→ **Task**
Locate every line in the material below that contains the string "rope" and copy each one. Case counts, so only matches with identical capitalization qualify.

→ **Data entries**
------------------------------------------------------------------------

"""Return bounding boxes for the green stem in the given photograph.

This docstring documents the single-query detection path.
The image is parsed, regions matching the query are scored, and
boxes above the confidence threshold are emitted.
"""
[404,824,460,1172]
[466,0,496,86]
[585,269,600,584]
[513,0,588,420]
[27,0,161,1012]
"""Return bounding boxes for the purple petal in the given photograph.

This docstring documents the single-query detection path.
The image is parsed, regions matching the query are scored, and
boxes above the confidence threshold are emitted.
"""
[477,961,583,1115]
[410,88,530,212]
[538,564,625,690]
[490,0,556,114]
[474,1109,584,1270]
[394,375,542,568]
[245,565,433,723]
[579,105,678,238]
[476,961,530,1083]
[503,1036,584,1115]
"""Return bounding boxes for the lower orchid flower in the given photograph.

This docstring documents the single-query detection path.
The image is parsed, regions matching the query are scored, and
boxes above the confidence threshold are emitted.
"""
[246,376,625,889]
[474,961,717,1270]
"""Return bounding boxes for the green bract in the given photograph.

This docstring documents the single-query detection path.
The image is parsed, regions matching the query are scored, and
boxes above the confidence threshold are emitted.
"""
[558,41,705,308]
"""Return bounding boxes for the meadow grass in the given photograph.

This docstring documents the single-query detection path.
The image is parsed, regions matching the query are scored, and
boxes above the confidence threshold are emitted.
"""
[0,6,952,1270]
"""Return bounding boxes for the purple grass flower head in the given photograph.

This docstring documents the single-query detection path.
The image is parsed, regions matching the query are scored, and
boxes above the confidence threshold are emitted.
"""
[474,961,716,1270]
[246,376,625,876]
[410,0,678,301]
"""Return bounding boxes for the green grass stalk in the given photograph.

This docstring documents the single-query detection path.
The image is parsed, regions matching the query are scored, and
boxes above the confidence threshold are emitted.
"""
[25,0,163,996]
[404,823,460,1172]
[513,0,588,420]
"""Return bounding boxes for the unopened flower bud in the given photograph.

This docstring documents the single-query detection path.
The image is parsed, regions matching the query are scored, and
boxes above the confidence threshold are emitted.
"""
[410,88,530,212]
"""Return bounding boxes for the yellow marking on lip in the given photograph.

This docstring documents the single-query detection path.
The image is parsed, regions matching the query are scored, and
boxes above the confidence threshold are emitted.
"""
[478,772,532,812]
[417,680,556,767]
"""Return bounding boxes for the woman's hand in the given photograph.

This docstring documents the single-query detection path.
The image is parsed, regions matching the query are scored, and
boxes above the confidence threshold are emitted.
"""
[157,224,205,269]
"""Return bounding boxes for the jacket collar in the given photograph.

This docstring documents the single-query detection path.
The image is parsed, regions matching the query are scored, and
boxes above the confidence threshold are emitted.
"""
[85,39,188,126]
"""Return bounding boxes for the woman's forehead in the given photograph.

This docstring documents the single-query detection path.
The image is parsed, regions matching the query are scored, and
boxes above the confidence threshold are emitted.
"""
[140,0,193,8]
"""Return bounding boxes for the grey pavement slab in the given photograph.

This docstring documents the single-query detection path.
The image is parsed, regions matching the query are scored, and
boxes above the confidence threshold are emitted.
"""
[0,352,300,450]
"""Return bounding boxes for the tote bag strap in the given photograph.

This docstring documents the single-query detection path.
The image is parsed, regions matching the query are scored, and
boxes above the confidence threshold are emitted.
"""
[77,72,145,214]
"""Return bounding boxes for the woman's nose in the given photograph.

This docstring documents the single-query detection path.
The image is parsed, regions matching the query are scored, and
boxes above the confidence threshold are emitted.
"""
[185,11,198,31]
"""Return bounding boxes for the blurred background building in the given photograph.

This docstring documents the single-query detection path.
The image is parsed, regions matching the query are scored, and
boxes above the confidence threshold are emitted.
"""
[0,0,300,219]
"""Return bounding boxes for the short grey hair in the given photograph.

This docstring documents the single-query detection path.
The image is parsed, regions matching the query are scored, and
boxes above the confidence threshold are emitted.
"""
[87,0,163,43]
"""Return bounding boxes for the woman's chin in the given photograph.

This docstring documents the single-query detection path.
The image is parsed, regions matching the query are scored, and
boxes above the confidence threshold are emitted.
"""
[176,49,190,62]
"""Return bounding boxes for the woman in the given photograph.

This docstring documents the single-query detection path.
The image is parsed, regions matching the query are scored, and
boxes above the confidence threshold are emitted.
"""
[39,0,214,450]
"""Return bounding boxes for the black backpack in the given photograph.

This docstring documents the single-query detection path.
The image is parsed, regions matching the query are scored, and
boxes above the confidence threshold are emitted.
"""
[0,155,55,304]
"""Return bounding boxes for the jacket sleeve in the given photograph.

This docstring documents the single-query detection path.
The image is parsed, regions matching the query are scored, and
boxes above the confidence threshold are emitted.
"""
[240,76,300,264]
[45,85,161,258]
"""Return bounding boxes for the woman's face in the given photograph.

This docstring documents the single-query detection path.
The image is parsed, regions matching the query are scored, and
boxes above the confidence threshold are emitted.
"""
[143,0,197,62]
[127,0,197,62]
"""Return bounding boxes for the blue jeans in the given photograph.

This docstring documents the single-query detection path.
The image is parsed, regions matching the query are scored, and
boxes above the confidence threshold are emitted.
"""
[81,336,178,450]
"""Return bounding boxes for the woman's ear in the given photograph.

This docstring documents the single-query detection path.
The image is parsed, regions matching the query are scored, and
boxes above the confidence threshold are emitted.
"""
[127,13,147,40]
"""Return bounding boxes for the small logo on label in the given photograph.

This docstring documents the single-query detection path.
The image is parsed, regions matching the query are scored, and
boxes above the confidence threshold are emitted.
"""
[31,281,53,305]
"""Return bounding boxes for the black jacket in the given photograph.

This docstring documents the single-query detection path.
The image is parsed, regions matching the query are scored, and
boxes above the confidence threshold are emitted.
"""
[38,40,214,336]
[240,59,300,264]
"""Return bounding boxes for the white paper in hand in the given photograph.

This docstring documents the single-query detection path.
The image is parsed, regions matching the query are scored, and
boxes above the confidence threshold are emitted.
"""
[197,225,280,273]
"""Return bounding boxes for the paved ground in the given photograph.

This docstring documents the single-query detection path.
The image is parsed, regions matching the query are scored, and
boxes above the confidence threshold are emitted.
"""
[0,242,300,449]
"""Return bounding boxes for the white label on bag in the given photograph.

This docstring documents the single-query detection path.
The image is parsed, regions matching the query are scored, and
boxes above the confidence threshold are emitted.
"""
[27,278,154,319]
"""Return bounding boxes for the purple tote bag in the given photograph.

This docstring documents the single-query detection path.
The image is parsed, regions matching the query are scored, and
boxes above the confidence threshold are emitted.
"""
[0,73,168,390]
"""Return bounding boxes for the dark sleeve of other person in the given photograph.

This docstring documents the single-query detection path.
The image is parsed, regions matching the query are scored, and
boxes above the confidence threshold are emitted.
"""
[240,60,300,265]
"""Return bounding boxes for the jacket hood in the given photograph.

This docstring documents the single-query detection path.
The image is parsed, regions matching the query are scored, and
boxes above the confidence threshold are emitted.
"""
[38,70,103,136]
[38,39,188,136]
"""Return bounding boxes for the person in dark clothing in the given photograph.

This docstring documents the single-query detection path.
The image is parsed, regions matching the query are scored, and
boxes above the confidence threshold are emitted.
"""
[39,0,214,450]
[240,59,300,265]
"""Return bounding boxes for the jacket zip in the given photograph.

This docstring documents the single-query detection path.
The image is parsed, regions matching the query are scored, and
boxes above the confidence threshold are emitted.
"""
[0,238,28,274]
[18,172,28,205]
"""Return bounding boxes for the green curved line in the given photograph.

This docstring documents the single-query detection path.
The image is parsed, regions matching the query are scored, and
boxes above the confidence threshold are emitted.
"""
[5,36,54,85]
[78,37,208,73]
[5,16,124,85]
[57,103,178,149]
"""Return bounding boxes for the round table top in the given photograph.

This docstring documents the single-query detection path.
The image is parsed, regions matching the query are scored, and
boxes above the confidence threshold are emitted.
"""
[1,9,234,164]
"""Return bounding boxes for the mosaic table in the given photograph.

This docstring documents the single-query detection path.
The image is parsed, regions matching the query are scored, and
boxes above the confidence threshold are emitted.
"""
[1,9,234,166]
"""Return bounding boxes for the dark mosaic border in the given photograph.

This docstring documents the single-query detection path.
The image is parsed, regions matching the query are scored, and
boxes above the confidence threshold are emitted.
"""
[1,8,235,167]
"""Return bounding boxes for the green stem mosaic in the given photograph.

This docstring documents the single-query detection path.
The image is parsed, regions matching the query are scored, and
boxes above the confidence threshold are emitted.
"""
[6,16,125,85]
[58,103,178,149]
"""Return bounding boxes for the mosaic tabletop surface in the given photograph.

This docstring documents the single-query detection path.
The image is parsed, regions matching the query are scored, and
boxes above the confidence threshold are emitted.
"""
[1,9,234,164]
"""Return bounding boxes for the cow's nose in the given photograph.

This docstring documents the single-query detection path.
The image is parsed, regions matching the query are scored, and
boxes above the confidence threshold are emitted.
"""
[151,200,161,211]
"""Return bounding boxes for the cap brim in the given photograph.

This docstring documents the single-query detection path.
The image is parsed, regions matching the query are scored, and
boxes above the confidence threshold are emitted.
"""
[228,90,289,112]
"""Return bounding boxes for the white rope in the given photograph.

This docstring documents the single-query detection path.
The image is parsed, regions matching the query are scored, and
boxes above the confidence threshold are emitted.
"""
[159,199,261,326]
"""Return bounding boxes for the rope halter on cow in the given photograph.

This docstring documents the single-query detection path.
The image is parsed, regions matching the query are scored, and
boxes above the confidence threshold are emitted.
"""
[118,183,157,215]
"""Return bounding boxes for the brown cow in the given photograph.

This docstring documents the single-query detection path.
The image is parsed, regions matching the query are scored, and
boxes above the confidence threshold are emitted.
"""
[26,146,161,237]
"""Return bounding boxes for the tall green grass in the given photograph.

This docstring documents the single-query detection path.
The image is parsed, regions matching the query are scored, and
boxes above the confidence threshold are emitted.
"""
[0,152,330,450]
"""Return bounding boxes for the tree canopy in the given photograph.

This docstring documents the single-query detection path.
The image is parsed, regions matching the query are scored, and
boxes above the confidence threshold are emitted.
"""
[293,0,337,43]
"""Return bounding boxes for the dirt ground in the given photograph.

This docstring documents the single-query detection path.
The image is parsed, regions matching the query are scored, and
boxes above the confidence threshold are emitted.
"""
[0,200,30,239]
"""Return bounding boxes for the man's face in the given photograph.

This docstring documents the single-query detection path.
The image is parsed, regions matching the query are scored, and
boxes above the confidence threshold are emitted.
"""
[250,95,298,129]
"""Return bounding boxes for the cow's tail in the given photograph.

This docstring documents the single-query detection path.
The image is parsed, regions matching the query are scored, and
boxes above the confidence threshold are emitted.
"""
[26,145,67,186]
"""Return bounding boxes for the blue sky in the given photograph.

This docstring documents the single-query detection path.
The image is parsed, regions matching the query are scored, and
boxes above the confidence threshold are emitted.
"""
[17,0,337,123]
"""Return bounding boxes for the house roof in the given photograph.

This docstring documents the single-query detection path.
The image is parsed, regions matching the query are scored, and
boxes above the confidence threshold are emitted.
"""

------------------------------------------------------------------------

→ **Problem solution**
"""Return bounding boxes for the white rope in the given photograph.
"""Return bounding boxes for the rope halter on cow in the given photograph.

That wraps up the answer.